Excerpt to read:
···

Today the Ninth Circuit issued its ruling in Tucson Herpetological Society v. Salazar, a challenge to the Service’s 2006 decision to withdraw a proposal to list the flat-tailed horned lizard. This is just the latest in a long series of decisions over whether to list the lizard. The most significant of those decisions, until today, was Defenders of Wildlife v. Norton, a 2001 ruling from the Ninth Circuit. In that case, the court held that the Service had misinterpreted a key phrase from Section 4 of the ESA. Under that provision, the Service is authorized to list species that are endangered or likely to be become endangered throughout all "or a significant portion" of their range. The Service had determined that, because the lizard was persistent on public property, the agency therefore had no obligation to determine whether the lizard may also be endangered on private property. Defenders found this analysis to be irreconcilable with the statute, because it was at least theoretically possible that the private-property portion of the lizard’s range was "significant," such that the lizard could warrant listing regardless of its purported persistence on public lands.
The trouble with the Defenders analysis was that it seemed to countenance a logical fallacy. Specifically, the opinion faulted the Service because the agency failed to determine whether the areas of the lizard’s range in which the species is now extinct could be considered "significant." The trouble here is that the ESA provides for listing of species that are currently endangered or threatened but that are not actually extinct. If a species no longer exists, i.e., is extinct, in a portion of its range, then it necessarily cannot be endangered or threatened with extinction in that same portion of its range. (The Interior Department Solicitor adopted this criticism of Defenders in a March, 2007, memo).
Well, it’s not surprising that the Service, on remand, resisted the logical fallacy. And it’s also not surprising that the Ninth Circuit, in today’s opinion, backtracked from the fallacy. How did the court manage it? Very simply, really: it repackaged (in so many words) the Defenders "signficance" analysis as a gloss on the ESA’s "habitat loss" listing factor.
It is insufficient, under Defenders, to point to one area or class of areas where lizard populations persist to support a finding that threats to the species elsewhere are not significant; the ESA requires a more thorough explanation. See 258 F.3d at 1146 (faulting the Secretary for concluding that the availability of habitat on public lands alone renders lost habitat on private lands insignificant). Plaintiffs argue that this is precisely what the Secretary has done here.

···

Collected data entries:
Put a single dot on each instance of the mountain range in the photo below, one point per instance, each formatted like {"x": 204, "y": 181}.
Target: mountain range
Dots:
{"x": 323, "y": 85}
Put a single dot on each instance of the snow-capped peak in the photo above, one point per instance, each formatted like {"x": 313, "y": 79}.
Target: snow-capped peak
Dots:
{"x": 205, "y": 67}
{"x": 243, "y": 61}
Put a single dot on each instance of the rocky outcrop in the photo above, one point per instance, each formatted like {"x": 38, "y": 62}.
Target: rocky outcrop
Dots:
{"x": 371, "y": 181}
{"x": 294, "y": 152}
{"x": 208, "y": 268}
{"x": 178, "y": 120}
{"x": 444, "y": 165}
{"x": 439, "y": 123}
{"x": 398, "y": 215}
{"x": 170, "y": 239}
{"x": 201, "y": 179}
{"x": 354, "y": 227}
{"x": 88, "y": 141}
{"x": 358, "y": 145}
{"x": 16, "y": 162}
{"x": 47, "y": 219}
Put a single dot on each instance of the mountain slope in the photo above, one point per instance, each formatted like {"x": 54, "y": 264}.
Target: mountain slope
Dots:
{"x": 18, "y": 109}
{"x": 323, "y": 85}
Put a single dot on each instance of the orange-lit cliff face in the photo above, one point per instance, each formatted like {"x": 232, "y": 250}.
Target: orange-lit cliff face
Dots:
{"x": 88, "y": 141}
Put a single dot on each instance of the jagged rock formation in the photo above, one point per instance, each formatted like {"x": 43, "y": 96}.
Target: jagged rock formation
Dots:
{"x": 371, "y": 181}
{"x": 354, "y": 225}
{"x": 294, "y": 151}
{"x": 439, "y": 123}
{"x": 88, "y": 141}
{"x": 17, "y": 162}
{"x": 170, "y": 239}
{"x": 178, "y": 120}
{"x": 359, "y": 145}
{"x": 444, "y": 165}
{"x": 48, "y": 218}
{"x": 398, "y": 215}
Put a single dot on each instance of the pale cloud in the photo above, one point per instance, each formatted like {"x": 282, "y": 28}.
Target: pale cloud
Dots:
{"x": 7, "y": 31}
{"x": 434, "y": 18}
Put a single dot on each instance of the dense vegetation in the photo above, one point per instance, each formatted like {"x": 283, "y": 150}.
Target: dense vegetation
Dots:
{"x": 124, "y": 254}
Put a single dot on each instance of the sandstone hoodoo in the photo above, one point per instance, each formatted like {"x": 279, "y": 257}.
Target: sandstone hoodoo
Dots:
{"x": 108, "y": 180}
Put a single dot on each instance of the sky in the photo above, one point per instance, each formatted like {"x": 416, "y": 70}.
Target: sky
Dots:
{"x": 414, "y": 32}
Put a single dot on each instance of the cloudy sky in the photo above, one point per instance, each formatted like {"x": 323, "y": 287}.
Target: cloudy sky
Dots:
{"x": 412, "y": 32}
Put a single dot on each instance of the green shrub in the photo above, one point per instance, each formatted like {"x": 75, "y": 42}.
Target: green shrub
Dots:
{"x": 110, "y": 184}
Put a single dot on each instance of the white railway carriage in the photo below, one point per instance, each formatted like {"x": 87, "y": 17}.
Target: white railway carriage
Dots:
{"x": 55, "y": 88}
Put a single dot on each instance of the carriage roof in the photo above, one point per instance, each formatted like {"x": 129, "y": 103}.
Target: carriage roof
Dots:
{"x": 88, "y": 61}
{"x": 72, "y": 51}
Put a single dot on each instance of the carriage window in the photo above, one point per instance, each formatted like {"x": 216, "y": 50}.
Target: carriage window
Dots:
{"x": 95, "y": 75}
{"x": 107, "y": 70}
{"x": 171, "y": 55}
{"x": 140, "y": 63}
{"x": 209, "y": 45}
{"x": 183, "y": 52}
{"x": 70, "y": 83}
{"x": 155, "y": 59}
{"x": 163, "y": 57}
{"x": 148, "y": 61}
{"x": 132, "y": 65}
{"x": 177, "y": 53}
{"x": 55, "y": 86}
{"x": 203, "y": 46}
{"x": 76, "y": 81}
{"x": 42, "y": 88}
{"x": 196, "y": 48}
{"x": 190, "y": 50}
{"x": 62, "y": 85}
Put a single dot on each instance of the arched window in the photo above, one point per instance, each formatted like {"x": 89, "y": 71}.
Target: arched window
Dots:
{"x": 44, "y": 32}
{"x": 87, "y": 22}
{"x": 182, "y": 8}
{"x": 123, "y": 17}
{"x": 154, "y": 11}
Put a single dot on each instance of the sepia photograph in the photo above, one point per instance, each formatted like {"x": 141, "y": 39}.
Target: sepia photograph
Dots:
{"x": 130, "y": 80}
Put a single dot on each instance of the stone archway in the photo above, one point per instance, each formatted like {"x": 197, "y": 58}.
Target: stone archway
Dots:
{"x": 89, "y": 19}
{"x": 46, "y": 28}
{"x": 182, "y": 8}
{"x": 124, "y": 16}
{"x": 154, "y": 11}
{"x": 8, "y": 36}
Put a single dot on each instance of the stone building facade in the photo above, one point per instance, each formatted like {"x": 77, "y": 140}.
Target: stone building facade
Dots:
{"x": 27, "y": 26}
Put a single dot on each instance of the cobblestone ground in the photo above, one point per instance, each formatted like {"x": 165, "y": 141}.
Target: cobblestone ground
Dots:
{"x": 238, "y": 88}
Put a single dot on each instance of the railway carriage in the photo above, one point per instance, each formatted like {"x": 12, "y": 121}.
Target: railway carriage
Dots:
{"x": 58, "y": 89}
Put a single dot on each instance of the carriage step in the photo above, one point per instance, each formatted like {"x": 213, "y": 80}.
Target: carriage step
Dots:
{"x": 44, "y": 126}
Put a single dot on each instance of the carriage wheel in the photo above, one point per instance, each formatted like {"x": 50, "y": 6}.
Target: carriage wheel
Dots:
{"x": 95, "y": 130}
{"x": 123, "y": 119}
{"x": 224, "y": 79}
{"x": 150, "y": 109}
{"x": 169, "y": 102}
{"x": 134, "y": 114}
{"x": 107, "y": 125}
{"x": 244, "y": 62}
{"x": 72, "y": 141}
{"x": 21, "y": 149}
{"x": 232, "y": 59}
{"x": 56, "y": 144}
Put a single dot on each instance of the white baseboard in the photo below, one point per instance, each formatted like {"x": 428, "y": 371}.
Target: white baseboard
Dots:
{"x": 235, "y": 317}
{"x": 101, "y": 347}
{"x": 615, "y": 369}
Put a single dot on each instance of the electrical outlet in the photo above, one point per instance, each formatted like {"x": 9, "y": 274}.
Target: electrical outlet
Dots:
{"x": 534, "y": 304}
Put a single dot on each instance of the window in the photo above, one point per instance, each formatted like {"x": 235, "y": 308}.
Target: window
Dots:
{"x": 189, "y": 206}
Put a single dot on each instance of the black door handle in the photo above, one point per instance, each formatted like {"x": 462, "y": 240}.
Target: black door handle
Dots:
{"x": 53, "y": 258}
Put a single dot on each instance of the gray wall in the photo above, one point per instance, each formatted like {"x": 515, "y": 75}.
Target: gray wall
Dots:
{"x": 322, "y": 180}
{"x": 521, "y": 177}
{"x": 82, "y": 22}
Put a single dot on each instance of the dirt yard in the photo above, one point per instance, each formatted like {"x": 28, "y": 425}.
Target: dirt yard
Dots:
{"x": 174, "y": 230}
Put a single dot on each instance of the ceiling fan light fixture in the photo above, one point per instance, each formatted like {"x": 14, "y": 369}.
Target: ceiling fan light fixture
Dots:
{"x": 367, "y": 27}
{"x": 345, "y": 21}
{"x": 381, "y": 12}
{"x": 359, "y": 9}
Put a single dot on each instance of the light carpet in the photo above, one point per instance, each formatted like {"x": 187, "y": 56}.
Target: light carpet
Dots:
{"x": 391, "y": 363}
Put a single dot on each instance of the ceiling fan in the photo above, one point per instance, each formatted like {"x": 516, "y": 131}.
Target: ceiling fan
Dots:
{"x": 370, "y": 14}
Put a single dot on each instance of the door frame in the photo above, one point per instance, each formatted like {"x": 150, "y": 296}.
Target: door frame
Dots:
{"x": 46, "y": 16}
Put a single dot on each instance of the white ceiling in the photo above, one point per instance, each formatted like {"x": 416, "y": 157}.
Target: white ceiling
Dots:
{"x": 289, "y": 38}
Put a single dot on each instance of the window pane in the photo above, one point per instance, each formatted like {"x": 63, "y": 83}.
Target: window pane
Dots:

···

Exercise description:
Continue the commentary on the Ninth Circuit's flat-tailed horned lizard ruling, starting right after its last sentence.

Task result:
The Secretary’s explanations, however, exhibit more nuance than Plaintiffs acknowledge. Although he places considerable weight on the lizard’s persistence throughout most of its remaining range, reliance on persistence is not per se inconsistent with Defenders. The 2006 withdrawal analyzes the lizard’s lost habitat in a site-specific manner, and cites lizard persistence to corroborate its conclusion that the lost portions of the lizard’s range do not provide any unique or critical function for the well-being of the species. Moreover, the Secretary offers two supplemental reasons that do not depend on persistence alone. He cites to a study of migration between isolated lizard populations and reasonably concludes that the lizard’s lost range does not represent a critical pathway for maintenance of genetic diversity. He also notes that most of the lizard’s lost range was converted to agricultural or commercial uses decades ago, is generally not recoverable, and is thus of limited significance to the lizard’s long-term survival.
Slip op. at 5954-5955 (citations omitted).
As is clear from the foregoing, the court approved the Service’s analysis on the grounds of the agency’s explanation of how the lost portions of the Service’s range do not have a bearing on the persistence of the lizard in the species’s occupied range. What is this, if not the standard habitat loss analysis under Section 4?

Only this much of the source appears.